Amazon hat Versandapotheken, die ihre Produkte via Marketplace verkaufen, aufgefordert, OTC-Medikamente kurzfristig aus ihren Listen zu streichen. Noch ist unklar, ob diese Maßnahme strategische oder rechtliche Gründe hat. Auffällig ist aber, dass eine Apotheke offensichtlich bleiben darf.

Der US-Internetkonzern überrumpelte seine Partner quasi über Nacht. „Als Teil unserer fortlaufenden Bemühungen, das bestmögliche Einkaufserlebnis zu ermöglichen, führen wir Anforderungen zur Freischaltung für Produkte der Marke /SC/MarketplaceGating/OTC_Medication_DE ein“, heißt es in einer E-Mail, die gestern am späten Abend ohne Nennung von Ansprechpartnern von „Amazon Services Europe“ unterzeichnet ist.

Ab dem 23. November seien die bisherigen Partner nicht mehr in der Lage, die betroffenen Produkte aufzulisten, heißt es weiter. Entsprechende Angebote würden entfernt. Nur mit der erforderlichen Freischaltung könnten die betroffenen Produkte weiter angeboten werden. Das ist derzeit allerdings nicht möglich: „Sie sind nicht zugelassen, um dieses Produkt aufzulisten, und wir akzeptieren derzeit keine Anwendungen“, heißt es am Ende der Mail. „Um benachrichtigt zu werden, wenn wir anfangen, Anwendungen zu akzeptieren, schicken Sie eine E-Mail an [email protected].“

Für die betroffenen Versandapotheken ist das ein unerhörter Vorgang. Die Anpassung der Listen sei ein extremer Aufwand, sagt ein Apotheker, der seit heute gesperrt ist. Amazon wisse das auch – und sei trotzdem bereit, auf die Provisionen zu verzichten. Rund die Hälfte der Umsätze, die Versandapotheken via Amazon erzielen, entfallen auf OTC-Medikamente.

Auffällig ist aber auch, dass eine Apotheke nach wie vor im Geschäft ist: Bei zahlreichen OTC-Medikamenten wird nur noch ein einziger Anbieter angezeigt – und das ist die Beraterapotheke. Der Versender aus dem niederländischen Venlo gehört zum Versandhaus „Diabetikerbedarf db“ aus Rheine und war 2014 gegründet worden. Was es mit der Exklusivität bei Marketplace auf sich hat, ist nicht bekannt: Weder bei Amazon noch bei der Beraterapotheke oder beim Stammhaus war jemand zu erreichen.
======
## [Aufgaben]
a) Erläutere in einem bis drei Sätzen, warum die bisherigen Partner die betroffenen OTC-Produkte laut dem Text zum Amazon-Marketplace derzeit nicht weiter anbieten können.
b) Gib aus dem Text zum Amazon-Marketplace den Abschnitt wortgetreu wieder, der mit „Amazon hat Versandapotheken, die“ beginnt und bis einschließlich „offensichtlich bleiben darf.“ reicht.
======
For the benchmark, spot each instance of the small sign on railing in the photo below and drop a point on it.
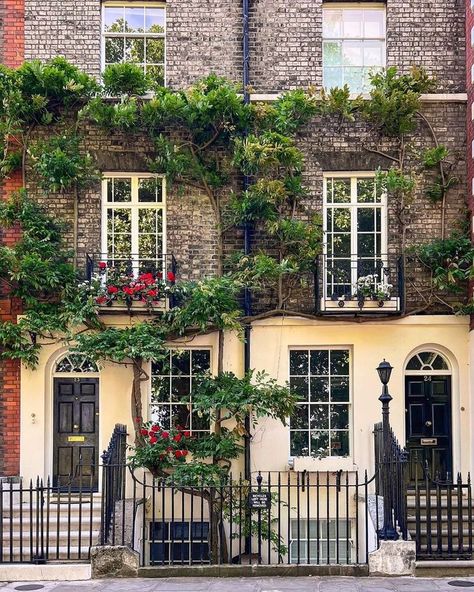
(259, 500)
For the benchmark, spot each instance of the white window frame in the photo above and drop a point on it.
(357, 6)
(104, 33)
(169, 404)
(303, 542)
(134, 205)
(354, 206)
(334, 458)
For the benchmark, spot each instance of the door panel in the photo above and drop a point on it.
(428, 425)
(76, 437)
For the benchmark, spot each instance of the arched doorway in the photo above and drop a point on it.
(75, 422)
(428, 410)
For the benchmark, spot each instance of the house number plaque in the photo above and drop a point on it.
(259, 500)
(76, 438)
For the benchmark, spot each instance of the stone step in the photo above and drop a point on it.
(444, 568)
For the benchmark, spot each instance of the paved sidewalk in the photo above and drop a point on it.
(303, 584)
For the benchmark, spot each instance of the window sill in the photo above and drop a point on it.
(304, 463)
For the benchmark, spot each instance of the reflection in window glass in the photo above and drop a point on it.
(320, 425)
(171, 390)
(136, 34)
(353, 46)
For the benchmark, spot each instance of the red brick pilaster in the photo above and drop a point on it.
(12, 47)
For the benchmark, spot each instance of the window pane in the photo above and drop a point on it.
(332, 23)
(352, 26)
(201, 361)
(332, 77)
(340, 389)
(320, 389)
(332, 53)
(298, 362)
(155, 51)
(134, 50)
(352, 53)
(122, 190)
(113, 19)
(339, 362)
(299, 419)
(155, 20)
(299, 443)
(373, 53)
(319, 416)
(319, 443)
(181, 362)
(365, 220)
(299, 386)
(113, 50)
(340, 443)
(134, 19)
(339, 417)
(374, 23)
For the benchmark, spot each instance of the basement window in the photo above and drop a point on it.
(353, 45)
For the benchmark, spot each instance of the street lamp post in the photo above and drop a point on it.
(388, 531)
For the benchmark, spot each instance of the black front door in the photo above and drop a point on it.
(428, 425)
(76, 432)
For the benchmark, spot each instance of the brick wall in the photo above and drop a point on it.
(64, 27)
(12, 55)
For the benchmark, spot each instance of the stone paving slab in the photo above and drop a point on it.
(301, 584)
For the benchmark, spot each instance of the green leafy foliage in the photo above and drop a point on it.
(395, 100)
(451, 261)
(61, 165)
(125, 79)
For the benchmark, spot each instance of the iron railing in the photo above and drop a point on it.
(317, 518)
(113, 482)
(41, 521)
(391, 476)
(440, 516)
(358, 284)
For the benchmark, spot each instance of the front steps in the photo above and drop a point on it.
(70, 527)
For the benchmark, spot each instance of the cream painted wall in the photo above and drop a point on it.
(369, 343)
(115, 383)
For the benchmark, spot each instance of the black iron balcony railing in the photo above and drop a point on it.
(359, 284)
(133, 281)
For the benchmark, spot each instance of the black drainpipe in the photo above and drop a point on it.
(247, 229)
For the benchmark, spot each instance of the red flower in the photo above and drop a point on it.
(146, 278)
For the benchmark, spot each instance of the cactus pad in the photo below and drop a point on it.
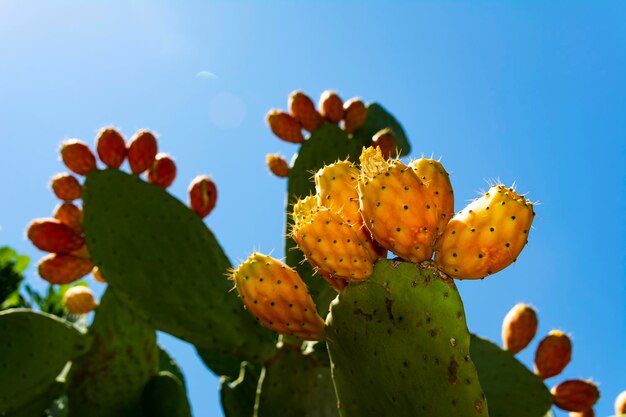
(512, 390)
(34, 348)
(295, 384)
(166, 264)
(109, 379)
(399, 346)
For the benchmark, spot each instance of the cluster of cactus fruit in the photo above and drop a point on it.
(394, 340)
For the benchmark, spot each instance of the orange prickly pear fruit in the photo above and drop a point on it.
(66, 187)
(202, 195)
(63, 269)
(330, 244)
(142, 150)
(386, 141)
(79, 300)
(277, 165)
(70, 215)
(303, 110)
(77, 156)
(519, 327)
(396, 207)
(163, 171)
(620, 404)
(354, 114)
(331, 106)
(285, 126)
(575, 395)
(437, 182)
(486, 236)
(336, 186)
(276, 295)
(50, 235)
(587, 413)
(98, 275)
(553, 354)
(111, 147)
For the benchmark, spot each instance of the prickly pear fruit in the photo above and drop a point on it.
(336, 188)
(437, 182)
(486, 236)
(79, 300)
(98, 275)
(330, 244)
(276, 295)
(331, 106)
(50, 235)
(142, 150)
(285, 126)
(277, 165)
(519, 328)
(111, 147)
(575, 395)
(63, 269)
(620, 404)
(66, 187)
(70, 215)
(396, 207)
(202, 195)
(354, 114)
(303, 110)
(553, 354)
(163, 171)
(587, 413)
(77, 156)
(386, 141)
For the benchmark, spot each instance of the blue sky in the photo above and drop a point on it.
(526, 92)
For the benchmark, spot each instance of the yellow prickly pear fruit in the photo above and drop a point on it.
(620, 404)
(329, 243)
(336, 187)
(575, 395)
(354, 114)
(486, 236)
(79, 300)
(331, 106)
(396, 207)
(519, 327)
(587, 413)
(553, 354)
(437, 182)
(98, 275)
(276, 295)
(386, 141)
(303, 110)
(285, 126)
(277, 165)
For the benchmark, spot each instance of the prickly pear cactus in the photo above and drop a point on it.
(34, 349)
(166, 264)
(296, 384)
(512, 390)
(399, 345)
(326, 145)
(108, 380)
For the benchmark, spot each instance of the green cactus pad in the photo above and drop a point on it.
(378, 118)
(294, 384)
(34, 349)
(512, 389)
(238, 396)
(165, 263)
(399, 346)
(108, 380)
(168, 364)
(164, 396)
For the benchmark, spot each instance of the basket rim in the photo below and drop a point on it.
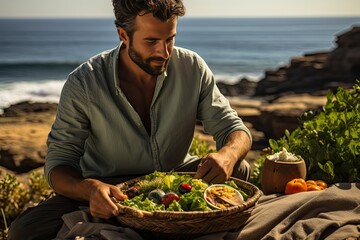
(137, 213)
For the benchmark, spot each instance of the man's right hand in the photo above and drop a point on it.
(69, 182)
(101, 204)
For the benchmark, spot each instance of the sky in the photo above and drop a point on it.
(195, 8)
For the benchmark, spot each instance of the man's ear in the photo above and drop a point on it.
(122, 35)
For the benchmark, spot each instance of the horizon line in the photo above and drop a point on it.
(183, 17)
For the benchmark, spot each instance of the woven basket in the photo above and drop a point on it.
(191, 222)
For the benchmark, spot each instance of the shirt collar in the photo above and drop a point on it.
(116, 68)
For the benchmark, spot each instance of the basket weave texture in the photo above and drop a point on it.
(190, 222)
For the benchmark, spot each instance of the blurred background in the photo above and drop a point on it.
(41, 42)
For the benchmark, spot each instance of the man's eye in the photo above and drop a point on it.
(170, 39)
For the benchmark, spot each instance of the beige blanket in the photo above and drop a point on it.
(333, 213)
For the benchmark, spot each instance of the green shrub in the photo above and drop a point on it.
(200, 147)
(16, 197)
(329, 140)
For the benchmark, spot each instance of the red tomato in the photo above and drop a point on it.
(313, 187)
(321, 184)
(295, 186)
(168, 198)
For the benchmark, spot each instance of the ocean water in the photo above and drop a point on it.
(36, 55)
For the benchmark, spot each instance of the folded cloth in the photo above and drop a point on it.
(81, 225)
(331, 214)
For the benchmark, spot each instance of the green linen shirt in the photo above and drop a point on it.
(98, 132)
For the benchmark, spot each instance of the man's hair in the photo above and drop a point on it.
(126, 11)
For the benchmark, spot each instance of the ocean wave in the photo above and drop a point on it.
(42, 91)
(37, 64)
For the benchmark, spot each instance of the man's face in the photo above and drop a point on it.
(151, 45)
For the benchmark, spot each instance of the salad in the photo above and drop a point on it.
(171, 192)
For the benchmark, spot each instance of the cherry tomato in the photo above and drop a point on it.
(133, 191)
(156, 195)
(321, 184)
(313, 187)
(295, 186)
(310, 182)
(184, 188)
(168, 198)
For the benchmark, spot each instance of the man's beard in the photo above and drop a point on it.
(144, 64)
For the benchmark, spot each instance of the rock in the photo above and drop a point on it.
(317, 72)
(25, 107)
(243, 87)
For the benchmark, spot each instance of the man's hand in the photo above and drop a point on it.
(215, 168)
(69, 182)
(218, 167)
(100, 202)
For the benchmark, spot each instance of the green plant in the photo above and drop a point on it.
(200, 147)
(328, 141)
(17, 197)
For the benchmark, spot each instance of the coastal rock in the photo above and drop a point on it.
(317, 72)
(243, 87)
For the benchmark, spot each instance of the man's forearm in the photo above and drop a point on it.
(237, 144)
(69, 182)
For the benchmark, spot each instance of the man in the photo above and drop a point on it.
(132, 110)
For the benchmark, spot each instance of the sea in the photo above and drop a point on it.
(36, 55)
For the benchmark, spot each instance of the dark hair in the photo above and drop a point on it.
(126, 11)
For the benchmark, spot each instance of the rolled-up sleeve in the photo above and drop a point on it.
(70, 129)
(214, 110)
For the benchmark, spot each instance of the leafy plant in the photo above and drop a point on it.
(17, 197)
(200, 147)
(328, 141)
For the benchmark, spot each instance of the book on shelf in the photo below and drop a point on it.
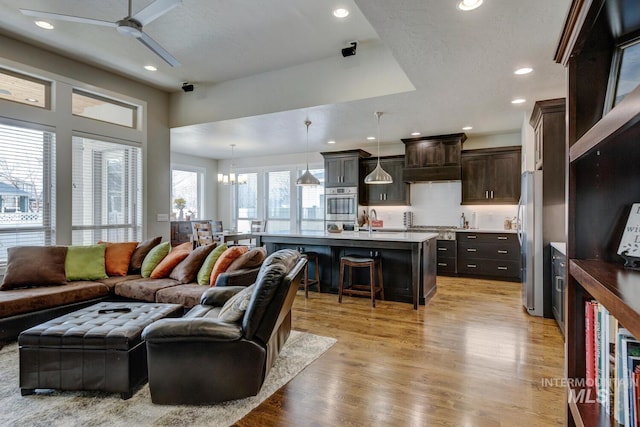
(627, 359)
(636, 392)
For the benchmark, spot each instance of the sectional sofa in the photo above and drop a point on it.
(43, 282)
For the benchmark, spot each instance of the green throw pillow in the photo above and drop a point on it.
(204, 274)
(154, 257)
(85, 263)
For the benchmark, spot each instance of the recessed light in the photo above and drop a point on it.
(469, 4)
(523, 70)
(44, 24)
(340, 12)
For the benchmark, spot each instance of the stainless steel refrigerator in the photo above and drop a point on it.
(530, 237)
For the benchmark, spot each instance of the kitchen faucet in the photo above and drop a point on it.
(372, 215)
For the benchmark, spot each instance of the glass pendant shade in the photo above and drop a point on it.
(307, 178)
(230, 178)
(378, 175)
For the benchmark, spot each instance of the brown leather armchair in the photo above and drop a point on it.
(200, 359)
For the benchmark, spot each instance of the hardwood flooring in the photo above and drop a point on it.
(470, 357)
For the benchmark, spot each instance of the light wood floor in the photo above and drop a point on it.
(470, 357)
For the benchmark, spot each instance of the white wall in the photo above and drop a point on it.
(156, 176)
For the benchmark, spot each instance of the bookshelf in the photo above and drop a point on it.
(603, 177)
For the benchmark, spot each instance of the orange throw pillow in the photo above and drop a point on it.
(117, 257)
(174, 257)
(225, 261)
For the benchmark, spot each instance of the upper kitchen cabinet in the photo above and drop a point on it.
(396, 193)
(491, 176)
(342, 168)
(433, 158)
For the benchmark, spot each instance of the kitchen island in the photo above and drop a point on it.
(408, 259)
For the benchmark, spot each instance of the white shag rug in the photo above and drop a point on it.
(56, 408)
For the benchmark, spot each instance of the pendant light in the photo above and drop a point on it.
(307, 179)
(378, 175)
(231, 177)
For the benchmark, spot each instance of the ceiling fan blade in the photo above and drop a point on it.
(158, 50)
(70, 18)
(155, 10)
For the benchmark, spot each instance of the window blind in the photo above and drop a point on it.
(27, 188)
(106, 193)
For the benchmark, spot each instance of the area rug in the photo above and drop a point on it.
(55, 408)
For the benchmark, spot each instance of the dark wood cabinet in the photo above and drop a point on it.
(491, 176)
(342, 168)
(396, 193)
(433, 158)
(602, 174)
(548, 123)
(495, 255)
(446, 257)
(558, 268)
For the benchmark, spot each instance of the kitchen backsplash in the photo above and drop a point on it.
(438, 203)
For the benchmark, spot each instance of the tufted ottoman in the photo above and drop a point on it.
(95, 348)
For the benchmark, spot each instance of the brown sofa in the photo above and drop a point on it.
(223, 348)
(24, 307)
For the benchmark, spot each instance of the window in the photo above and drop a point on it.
(96, 107)
(186, 184)
(311, 204)
(106, 193)
(25, 89)
(279, 201)
(27, 188)
(247, 200)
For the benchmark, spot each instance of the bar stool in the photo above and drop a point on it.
(312, 257)
(373, 263)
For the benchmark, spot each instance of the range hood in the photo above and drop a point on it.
(433, 158)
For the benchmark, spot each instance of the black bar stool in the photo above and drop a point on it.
(312, 257)
(374, 264)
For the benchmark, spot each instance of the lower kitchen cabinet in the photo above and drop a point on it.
(491, 255)
(558, 265)
(446, 257)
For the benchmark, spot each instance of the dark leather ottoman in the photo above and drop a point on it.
(95, 348)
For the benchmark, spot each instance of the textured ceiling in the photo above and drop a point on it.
(261, 68)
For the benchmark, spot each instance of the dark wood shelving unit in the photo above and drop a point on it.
(603, 171)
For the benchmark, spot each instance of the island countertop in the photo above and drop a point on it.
(415, 237)
(409, 258)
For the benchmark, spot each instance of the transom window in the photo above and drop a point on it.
(25, 89)
(96, 107)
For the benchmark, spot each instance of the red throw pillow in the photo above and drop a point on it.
(118, 256)
(225, 261)
(168, 263)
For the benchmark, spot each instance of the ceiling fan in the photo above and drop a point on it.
(130, 25)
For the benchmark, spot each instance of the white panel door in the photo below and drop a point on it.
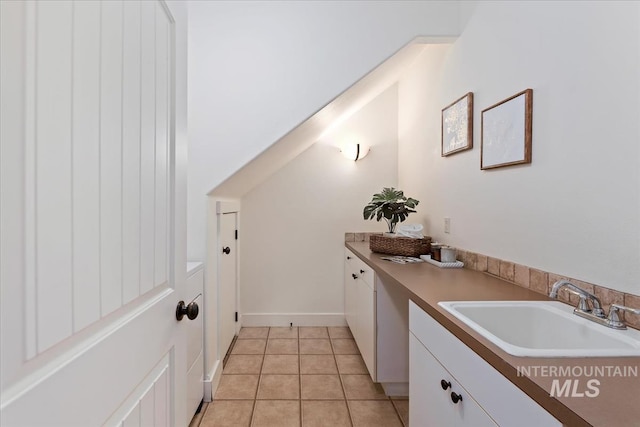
(92, 196)
(227, 296)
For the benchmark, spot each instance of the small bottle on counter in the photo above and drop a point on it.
(435, 251)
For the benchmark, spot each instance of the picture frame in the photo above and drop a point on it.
(457, 126)
(506, 129)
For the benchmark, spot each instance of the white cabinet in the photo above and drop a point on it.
(378, 316)
(360, 307)
(435, 355)
(434, 405)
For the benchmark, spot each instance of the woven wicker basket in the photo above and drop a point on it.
(404, 246)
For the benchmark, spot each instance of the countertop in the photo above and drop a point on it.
(618, 401)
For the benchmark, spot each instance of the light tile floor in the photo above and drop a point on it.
(306, 376)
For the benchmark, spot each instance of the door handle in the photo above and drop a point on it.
(191, 310)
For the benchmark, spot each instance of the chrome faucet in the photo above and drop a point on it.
(594, 313)
(614, 320)
(583, 307)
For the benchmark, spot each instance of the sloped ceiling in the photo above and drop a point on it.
(308, 132)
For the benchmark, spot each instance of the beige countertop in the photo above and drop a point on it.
(618, 401)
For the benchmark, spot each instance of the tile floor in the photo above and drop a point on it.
(307, 376)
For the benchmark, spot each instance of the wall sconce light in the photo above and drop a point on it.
(355, 151)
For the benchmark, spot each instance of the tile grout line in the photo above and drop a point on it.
(300, 379)
(395, 408)
(344, 391)
(255, 396)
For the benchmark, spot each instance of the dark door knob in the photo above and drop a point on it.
(455, 397)
(191, 310)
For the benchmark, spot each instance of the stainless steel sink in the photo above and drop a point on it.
(543, 329)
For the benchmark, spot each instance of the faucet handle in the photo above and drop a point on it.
(582, 304)
(614, 319)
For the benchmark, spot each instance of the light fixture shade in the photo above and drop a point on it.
(355, 151)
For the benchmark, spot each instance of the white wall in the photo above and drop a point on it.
(576, 209)
(292, 226)
(258, 69)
======
## [Lösungen]
a) Die betroffenen Produkte dürfen nur mit der erforderlichen Freischaltung weiter angeboten werden. Eine solche Freischaltung ist derzeit nicht möglich, weil Amazon laut der E-Mail zurzeit keine Anwendungen akzeptiert.

b)
Amazon hat Versandapotheken, die ihre Produkte via Marketplace verkaufen, aufgefordert, OTC-Medikamente kurzfristig aus ihren Listen zu streichen. Noch ist unklar, ob diese Maßnahme strategische oder rechtliche Gründe hat. Auffällig ist aber, dass eine Apotheke offensichtlich bleiben darf.